## Set problem
Pull out each line of the listing below that contains the string "bird". Treat the match as case-sensitive.

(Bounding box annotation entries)
━━━━━━━━

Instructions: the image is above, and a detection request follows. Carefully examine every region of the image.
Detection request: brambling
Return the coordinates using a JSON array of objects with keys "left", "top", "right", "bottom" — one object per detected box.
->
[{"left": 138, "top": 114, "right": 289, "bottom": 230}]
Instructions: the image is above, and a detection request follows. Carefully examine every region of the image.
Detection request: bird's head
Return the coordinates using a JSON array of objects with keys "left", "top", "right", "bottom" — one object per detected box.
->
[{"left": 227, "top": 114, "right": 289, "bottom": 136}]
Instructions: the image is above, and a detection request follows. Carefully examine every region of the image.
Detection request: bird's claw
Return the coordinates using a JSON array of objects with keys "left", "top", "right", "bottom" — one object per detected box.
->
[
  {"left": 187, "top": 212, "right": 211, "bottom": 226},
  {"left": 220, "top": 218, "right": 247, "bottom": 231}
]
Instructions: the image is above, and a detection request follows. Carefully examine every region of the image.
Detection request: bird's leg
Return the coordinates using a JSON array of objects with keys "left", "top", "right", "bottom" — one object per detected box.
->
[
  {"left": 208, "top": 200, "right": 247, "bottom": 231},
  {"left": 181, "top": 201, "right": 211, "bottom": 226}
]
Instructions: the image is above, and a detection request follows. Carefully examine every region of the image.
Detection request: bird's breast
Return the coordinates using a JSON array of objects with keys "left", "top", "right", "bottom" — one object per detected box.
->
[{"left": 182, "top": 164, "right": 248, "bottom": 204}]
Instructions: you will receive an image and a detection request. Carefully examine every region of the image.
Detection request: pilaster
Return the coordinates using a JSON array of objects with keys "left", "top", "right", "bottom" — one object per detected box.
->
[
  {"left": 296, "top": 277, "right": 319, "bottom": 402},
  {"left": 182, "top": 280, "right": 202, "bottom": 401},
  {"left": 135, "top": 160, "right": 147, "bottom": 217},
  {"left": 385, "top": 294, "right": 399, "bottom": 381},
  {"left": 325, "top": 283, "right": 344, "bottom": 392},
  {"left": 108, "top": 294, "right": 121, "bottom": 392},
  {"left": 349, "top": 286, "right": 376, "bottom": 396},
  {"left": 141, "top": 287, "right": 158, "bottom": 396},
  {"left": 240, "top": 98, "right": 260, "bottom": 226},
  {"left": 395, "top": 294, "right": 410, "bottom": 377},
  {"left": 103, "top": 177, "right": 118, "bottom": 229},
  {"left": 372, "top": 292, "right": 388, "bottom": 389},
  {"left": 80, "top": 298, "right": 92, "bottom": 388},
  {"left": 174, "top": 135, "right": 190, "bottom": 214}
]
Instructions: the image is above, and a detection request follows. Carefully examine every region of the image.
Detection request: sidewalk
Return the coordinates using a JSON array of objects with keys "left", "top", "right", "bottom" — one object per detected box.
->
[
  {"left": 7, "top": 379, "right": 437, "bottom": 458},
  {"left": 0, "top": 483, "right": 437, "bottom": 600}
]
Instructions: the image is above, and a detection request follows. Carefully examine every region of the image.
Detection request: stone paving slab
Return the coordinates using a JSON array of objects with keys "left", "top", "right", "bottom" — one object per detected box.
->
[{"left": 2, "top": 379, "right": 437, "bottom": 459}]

━━━━━━━━

## Task result
Detection request: bird's head
Detection request: bird's claw
Detection request: bird's leg
Detection request: bird's breast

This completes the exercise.